### [GIVEN EXERCISE 1]
Please rescale the records that come after the text below. Reproduce every line of them, requests included. Multiply each bounding-box coordinate in the answers by 0.8 and round to a whole number, with halves rounding up. Leave the numbers in the requests and in their format samples unchanged.

### [EXCERPT TO READ]
While profound changes are affecting earth’s biosphere and climate, networked cyberinfrastructure is changing the pace and methods of biodiversity research. Global- and continental-scale environmental issues demand accelerated research strategies, and rapid progress requires timely, global- and continental-scale collaboration. International collaboration with biodiversity and ecological informatics will build the common network protocols for taking on 21st century environmental science challenges. Biodiversity informatics training will be critical to develop the proficiencies needed to build and sustain that shared cyberinfrastructure.
The PIs propose a Pan-American Advanced Studies Institute (PASI), to be held in early 2007 in Costa Rica, on the theme of: Cyberinfrastructure for International, Collaborative Biodiversity and Ecological Informatics. The PASI will emphasize the development and application of Internet-based cyberinfrastructure tools for environmental research collaboration. The geographical focus area for the PASI is the U.S., Mexico, Colombia, Costa Rica and the other countries of Central America. The PASI is a follow-on activity to a successful international workshop the PIs organized on “Cyberinfrastructure for International Biodiversity Research Collaboration,” held in Panama City on January 10-13, 2006.
The PASI will be a two-week training workshop held at the University of Costa Rica. Twelve lecturers will develop a curriculum of classes comprising several dimensions of leading-edge cyberinfrastructure for biodiversity research. The course will expose 15 graduate-level students from the U.S. and 15 students from the other focus countries to state-of-the-art network and informatics technologies, and will provide hands-on lab exercises for training in the utilization of cyber tools for biodiversity research.

### [RECORDS SUPPLIED]
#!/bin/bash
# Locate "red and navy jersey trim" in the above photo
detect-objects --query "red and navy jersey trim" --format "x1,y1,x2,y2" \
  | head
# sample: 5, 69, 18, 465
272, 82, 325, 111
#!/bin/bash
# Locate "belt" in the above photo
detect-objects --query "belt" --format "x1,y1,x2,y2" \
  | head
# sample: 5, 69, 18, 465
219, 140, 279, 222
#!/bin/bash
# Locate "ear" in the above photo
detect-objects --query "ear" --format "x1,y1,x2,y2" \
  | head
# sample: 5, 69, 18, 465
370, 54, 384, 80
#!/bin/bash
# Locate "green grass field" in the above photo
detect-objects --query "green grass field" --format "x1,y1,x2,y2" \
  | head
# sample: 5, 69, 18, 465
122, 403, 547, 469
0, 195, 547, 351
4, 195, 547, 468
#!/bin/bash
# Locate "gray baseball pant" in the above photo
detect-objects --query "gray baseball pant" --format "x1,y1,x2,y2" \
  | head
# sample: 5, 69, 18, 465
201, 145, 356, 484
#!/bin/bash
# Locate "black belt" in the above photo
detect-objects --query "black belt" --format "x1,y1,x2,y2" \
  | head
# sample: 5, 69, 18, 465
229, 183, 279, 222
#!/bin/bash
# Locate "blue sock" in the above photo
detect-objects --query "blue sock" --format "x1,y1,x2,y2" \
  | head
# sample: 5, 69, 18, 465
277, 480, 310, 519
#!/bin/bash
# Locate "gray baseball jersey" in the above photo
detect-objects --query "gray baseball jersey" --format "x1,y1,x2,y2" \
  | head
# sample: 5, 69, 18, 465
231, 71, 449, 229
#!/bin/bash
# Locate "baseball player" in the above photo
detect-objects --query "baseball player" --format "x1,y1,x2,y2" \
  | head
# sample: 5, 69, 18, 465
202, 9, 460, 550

### [GIVEN EXERCISE 2]
According to the passage on the biodiversity informatics institute, where and when was the earlier workshop that the PIs organized held?

### [EXERCISE RESPONSE 1]
#!/bin/bash
# Locate "red and navy jersey trim" in the above photo
detect-objects --query "red and navy jersey trim" --format "x1,y1,x2,y2" \
  | head
# sample: 5, 69, 18, 465
218, 66, 260, 89
#!/bin/bash
# Locate "belt" in the above photo
detect-objects --query "belt" --format "x1,y1,x2,y2" \
  | head
# sample: 5, 69, 18, 465
175, 112, 223, 178
#!/bin/bash
# Locate "ear" in the above photo
detect-objects --query "ear" --format "x1,y1,x2,y2" \
  | head
# sample: 5, 69, 18, 465
296, 43, 307, 64
#!/bin/bash
# Locate "green grass field" in the above photo
detect-objects --query "green grass field" --format "x1,y1,x2,y2" \
  | head
# sample: 5, 69, 18, 465
98, 322, 438, 375
0, 156, 438, 281
3, 156, 438, 374
#!/bin/bash
# Locate "gray baseball pant" in the above photo
detect-objects --query "gray baseball pant" --format "x1,y1,x2,y2" \
  | head
# sample: 5, 69, 18, 465
161, 116, 285, 387
#!/bin/bash
# Locate "black belt" in the above photo
detect-objects --query "black belt" --format "x1,y1,x2,y2" \
  | head
# sample: 5, 69, 18, 465
183, 146, 223, 178
#!/bin/bash
# Locate "blue sock" in the above photo
detect-objects --query "blue sock" --format "x1,y1,x2,y2" \
  | head
# sample: 5, 69, 18, 465
222, 384, 248, 415
#!/bin/bash
# Locate "gray baseball jersey" in the above photo
detect-objects --query "gray baseball jersey" --format "x1,y1,x2,y2" \
  | head
# sample: 5, 69, 18, 465
185, 57, 359, 183
#!/bin/bash
# Locate "baseball player" in the above photo
detect-objects --query "baseball player" --format "x1,y1,x2,y2" \
  | head
# sample: 5, 69, 18, 465
162, 7, 368, 440

### [EXERCISE RESPONSE 2]
Panama City, on January 10-13, 2006.